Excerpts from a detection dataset
** BEGIN **

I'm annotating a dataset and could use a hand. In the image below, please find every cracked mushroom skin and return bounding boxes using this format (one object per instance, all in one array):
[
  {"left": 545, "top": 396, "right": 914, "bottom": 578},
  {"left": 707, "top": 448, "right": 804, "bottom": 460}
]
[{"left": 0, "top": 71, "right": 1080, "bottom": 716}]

** END **

Objective
Copy the rows above word for word, keeping every line unchanged.

Solution to the problem
I'm annotating a dataset and could use a hand. In the image below, please find every cracked mushroom skin and return bounding boxes using this format (one object per instance, all in one array):
[
  {"left": 545, "top": 396, "right": 914, "bottom": 578},
  {"left": 707, "top": 448, "right": 804, "bottom": 460}
]
[{"left": 0, "top": 71, "right": 1080, "bottom": 716}]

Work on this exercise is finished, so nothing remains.